* [GIVEN REQUEST] Only the lines from the line containing "Query: yellow crane" to the end of the entries should be repeated, exactly as they appear.

* [Dataset items]
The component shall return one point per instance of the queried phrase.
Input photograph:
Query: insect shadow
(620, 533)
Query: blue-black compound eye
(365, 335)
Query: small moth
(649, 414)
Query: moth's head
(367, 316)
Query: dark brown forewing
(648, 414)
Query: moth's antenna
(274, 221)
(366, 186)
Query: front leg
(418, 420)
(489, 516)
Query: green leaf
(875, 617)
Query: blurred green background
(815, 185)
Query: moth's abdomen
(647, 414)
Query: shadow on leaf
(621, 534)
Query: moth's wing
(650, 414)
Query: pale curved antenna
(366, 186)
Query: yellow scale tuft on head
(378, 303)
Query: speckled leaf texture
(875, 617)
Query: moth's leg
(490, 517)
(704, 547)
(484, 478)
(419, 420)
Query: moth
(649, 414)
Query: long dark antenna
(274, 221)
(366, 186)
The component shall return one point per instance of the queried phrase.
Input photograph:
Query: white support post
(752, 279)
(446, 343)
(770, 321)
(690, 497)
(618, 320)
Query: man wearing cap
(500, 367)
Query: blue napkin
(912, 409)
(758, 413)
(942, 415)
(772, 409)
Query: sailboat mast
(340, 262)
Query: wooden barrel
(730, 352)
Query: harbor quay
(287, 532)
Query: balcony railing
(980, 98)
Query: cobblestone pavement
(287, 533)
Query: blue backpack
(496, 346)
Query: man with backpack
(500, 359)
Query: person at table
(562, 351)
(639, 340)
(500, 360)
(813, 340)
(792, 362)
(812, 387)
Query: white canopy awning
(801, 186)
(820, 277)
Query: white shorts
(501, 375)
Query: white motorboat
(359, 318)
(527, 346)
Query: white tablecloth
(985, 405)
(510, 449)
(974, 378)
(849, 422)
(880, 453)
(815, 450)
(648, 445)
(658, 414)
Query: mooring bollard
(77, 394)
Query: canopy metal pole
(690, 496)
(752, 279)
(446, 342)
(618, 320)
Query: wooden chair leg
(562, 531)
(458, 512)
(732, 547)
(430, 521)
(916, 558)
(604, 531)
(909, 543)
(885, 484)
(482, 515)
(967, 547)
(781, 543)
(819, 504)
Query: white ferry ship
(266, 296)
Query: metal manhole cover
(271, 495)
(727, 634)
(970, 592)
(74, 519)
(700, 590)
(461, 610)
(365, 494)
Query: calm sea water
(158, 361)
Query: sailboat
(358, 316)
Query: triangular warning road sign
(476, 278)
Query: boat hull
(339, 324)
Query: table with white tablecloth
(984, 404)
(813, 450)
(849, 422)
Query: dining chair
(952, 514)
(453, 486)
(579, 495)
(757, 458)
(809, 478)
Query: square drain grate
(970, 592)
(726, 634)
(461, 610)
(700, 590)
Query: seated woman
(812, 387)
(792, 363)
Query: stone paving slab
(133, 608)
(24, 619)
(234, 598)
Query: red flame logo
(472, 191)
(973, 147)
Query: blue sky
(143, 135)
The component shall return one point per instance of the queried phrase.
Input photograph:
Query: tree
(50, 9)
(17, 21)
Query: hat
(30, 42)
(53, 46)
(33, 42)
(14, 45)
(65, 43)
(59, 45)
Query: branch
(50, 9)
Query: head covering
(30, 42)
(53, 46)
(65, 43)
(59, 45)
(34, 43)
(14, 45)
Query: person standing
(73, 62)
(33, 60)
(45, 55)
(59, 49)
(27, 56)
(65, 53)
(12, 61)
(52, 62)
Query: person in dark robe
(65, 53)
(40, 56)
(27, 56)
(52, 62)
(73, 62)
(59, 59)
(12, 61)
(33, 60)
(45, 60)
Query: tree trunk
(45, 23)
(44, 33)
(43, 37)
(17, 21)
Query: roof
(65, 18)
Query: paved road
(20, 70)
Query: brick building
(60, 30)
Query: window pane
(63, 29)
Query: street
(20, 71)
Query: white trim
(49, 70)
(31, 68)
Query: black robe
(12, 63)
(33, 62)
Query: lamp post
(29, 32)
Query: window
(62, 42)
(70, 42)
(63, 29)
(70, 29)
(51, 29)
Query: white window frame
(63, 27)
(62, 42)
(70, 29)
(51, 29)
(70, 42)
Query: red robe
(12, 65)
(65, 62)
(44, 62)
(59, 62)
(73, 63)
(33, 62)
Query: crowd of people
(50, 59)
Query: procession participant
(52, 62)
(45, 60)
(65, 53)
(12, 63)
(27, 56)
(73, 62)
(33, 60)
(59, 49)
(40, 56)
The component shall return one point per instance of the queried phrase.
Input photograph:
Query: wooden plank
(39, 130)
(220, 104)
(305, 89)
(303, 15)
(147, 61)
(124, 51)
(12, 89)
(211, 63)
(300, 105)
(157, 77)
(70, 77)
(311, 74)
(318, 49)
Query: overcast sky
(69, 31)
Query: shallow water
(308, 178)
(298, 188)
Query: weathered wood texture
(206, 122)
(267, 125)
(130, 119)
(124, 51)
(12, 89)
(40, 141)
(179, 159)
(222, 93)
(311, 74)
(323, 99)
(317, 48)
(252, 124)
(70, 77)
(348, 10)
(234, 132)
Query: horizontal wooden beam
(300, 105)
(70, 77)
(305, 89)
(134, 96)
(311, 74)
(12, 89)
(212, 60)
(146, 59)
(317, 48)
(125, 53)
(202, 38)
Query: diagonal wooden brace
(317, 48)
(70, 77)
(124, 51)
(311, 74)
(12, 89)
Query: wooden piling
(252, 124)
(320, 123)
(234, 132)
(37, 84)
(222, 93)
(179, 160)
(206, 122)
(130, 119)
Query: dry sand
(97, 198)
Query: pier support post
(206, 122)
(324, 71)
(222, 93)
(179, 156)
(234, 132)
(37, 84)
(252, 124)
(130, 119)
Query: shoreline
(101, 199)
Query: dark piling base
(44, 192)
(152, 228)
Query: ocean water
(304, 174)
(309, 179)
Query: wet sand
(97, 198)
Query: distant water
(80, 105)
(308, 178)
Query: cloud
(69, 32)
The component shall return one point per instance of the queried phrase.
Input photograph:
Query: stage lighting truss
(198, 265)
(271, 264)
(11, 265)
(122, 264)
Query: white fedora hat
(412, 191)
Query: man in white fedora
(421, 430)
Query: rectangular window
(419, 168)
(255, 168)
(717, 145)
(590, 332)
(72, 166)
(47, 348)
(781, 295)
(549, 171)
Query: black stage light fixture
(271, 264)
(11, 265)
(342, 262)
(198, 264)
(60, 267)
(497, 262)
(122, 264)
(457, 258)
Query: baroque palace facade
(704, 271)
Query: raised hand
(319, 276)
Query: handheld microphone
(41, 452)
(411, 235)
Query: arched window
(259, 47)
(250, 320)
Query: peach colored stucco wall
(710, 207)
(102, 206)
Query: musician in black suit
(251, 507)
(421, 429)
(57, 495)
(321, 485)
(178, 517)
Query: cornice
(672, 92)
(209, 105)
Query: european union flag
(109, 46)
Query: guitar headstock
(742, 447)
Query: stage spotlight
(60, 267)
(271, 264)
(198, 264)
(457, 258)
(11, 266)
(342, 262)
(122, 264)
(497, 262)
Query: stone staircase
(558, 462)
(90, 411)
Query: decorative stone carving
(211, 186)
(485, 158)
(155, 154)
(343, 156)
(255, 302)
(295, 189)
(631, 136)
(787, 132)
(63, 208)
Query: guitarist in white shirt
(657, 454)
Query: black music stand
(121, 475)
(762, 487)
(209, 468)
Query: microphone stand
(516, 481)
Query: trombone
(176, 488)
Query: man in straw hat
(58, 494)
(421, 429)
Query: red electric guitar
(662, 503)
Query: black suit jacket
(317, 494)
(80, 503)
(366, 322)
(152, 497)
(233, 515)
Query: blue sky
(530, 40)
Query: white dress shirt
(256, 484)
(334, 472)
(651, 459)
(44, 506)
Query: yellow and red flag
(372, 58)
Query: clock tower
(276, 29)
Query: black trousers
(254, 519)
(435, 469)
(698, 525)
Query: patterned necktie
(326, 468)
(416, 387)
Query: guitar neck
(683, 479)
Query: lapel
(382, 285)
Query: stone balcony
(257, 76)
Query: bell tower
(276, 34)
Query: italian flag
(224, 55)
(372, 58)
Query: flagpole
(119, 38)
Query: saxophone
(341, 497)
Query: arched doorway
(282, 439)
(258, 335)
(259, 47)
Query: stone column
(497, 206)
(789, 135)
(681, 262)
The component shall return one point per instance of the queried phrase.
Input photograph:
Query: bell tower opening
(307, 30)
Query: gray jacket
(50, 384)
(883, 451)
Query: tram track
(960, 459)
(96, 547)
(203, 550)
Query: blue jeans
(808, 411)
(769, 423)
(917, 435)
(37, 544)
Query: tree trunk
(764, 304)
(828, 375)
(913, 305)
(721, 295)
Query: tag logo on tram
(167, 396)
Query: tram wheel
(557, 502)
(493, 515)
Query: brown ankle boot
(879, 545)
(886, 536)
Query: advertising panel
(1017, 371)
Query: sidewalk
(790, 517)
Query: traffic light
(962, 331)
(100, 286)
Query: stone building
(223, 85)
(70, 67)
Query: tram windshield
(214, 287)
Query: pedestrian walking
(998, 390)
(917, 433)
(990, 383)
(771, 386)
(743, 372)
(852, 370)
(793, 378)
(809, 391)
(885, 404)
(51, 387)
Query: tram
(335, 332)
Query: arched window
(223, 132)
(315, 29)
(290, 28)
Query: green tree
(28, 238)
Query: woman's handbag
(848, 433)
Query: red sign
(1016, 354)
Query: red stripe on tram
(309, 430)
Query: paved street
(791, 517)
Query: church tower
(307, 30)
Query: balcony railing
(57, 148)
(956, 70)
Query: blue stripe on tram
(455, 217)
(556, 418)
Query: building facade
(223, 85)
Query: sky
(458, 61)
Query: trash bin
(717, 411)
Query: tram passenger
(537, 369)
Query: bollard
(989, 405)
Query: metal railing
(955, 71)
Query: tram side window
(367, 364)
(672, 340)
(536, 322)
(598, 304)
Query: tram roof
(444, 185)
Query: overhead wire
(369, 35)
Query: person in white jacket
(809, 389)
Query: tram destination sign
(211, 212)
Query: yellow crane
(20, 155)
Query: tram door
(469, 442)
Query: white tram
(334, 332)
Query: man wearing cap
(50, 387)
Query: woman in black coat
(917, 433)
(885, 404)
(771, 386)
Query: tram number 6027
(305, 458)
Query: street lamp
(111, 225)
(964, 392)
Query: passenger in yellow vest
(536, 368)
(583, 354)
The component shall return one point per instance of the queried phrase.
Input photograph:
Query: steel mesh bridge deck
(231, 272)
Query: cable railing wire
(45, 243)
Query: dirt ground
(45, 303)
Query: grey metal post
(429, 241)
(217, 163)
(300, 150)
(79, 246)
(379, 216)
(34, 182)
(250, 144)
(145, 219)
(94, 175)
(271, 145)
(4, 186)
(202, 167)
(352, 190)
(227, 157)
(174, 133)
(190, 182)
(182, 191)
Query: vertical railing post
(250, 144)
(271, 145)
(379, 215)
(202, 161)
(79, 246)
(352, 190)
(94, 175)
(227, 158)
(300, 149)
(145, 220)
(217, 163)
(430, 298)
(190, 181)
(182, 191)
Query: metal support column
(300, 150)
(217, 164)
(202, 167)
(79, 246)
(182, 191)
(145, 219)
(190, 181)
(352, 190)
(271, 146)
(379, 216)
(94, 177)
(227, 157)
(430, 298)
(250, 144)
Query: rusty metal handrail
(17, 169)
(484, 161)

* [EXERCISE ANSWER]
Query: yellow crane
(20, 155)
Query: tram door
(469, 442)
Query: white tram
(334, 332)
Query: man wearing cap
(50, 387)
Query: woman in black coat
(917, 433)
(885, 404)
(771, 386)
Query: tram number 6027
(305, 458)
Query: street lamp
(111, 225)
(964, 392)
Query: passenger in yellow vest
(536, 368)
(583, 354)
The component shall return one point per instance of the queried phrase.
Input photograph:
Query: steel mesh bridge deck
(231, 272)
Query: cable railing wire
(45, 243)
Query: dirt ground
(45, 303)
Query: grey metal post
(429, 241)
(217, 163)
(300, 150)
(79, 246)
(379, 216)
(34, 182)
(250, 144)
(145, 219)
(94, 175)
(271, 145)
(4, 186)
(202, 167)
(352, 190)
(227, 157)
(174, 133)
(190, 182)
(182, 191)
Query: vertical railing post
(250, 144)
(271, 145)
(379, 215)
(202, 161)
(79, 246)
(352, 190)
(94, 175)
(227, 158)
(300, 149)
(145, 220)
(217, 163)
(430, 298)
(190, 181)
(182, 191)
Query: metal support column
(300, 150)
(217, 164)
(202, 167)
(79, 246)
(182, 191)
(145, 219)
(190, 181)
(352, 190)
(271, 146)
(379, 216)
(94, 177)
(227, 157)
(430, 298)
(250, 144)
Query: rusty metal handrail
(17, 169)
(484, 161)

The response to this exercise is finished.